Work instructions >> Print the lines of the listing below, word for word, from the line with "target: dried seed head" up to and including the final line of the listing.

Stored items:
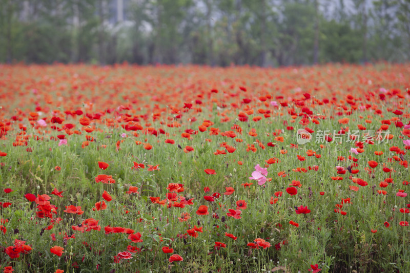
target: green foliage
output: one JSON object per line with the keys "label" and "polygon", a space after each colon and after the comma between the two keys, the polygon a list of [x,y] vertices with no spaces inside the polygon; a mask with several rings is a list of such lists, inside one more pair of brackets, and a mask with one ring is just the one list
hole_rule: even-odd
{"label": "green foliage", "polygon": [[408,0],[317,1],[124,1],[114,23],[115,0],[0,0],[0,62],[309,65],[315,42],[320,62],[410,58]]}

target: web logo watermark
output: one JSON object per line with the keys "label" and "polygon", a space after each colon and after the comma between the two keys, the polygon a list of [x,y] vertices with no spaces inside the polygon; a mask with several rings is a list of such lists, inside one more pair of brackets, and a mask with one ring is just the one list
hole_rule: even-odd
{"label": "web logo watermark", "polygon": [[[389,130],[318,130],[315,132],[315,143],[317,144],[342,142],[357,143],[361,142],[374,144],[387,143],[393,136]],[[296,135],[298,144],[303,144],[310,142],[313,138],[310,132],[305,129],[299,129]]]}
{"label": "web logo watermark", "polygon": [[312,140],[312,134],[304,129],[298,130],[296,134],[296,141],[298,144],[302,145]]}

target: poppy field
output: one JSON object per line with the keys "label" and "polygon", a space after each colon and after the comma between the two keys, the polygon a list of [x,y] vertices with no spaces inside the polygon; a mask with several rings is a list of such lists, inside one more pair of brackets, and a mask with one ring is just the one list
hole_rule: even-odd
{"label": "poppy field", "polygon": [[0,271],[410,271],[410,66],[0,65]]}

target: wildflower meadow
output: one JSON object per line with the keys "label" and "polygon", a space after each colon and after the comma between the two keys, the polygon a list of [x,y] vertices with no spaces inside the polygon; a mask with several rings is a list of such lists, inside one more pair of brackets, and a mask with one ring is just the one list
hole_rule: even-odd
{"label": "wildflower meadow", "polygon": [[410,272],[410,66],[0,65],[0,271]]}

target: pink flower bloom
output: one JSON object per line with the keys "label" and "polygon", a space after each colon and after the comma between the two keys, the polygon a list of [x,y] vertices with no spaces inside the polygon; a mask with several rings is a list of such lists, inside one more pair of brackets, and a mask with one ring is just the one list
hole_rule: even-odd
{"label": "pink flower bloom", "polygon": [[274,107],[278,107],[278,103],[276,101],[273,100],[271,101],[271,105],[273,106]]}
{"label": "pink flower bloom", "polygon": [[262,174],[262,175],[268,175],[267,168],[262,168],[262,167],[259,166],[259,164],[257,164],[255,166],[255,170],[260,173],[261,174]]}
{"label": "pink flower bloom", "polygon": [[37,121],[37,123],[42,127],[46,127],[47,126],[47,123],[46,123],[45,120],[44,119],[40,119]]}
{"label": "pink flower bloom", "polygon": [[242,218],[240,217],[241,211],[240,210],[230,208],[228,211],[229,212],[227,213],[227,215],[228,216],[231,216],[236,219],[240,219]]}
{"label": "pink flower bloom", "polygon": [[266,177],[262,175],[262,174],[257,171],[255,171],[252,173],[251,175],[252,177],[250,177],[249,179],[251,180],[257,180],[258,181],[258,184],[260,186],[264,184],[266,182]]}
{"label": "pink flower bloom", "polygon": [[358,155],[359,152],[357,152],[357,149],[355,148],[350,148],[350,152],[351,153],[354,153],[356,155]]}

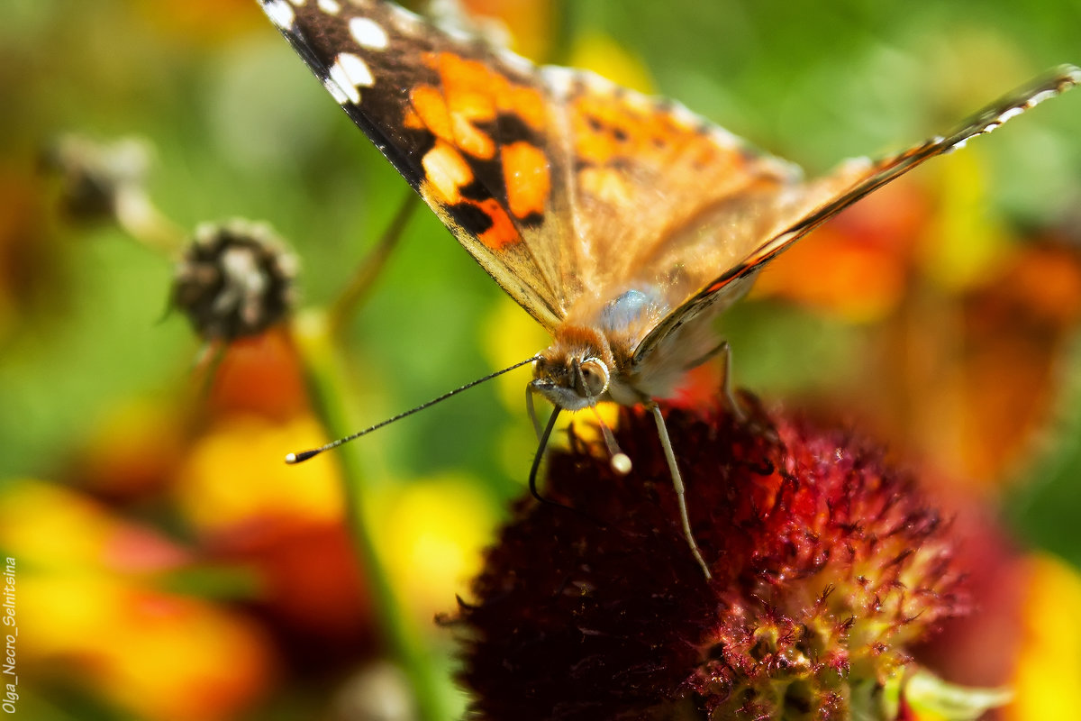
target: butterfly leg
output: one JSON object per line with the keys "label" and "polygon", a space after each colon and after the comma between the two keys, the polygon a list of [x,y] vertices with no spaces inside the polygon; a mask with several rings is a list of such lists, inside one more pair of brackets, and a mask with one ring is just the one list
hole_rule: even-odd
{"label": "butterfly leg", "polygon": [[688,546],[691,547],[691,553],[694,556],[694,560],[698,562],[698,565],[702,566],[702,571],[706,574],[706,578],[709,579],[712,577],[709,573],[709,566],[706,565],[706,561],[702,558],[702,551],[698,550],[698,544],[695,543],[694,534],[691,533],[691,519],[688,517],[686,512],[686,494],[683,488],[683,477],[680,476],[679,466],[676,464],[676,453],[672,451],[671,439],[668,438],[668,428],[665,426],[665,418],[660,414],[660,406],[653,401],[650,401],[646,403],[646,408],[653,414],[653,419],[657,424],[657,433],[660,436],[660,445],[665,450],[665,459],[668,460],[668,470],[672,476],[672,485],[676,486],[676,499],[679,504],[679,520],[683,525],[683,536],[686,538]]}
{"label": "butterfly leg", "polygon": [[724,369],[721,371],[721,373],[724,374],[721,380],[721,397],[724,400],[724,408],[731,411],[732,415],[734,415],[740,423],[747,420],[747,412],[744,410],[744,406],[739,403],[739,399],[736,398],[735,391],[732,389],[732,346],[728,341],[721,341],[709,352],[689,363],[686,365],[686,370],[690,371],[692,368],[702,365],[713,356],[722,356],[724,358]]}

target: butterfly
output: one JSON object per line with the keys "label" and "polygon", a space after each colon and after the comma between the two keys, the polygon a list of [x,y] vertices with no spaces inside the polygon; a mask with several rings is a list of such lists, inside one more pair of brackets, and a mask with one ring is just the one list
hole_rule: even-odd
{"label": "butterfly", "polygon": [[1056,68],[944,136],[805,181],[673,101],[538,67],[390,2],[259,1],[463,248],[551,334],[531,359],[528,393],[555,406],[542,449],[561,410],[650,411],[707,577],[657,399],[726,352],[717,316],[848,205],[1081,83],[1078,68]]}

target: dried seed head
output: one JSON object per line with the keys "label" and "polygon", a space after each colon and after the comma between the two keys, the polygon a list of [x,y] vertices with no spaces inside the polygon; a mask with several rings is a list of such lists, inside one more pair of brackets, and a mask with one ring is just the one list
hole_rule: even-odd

Solution to the exercise >>
target: dried seed head
output: one JSON object per line with the keys "label" and "polygon", a space after each colon and after the comma between the two keys, the polygon a list of [x,y] vertices with no spaces inside the polygon; a mask with several rings is a list of such lists, inside one more pair of brackets, and a mask with one ring is just the one list
hole_rule: even-odd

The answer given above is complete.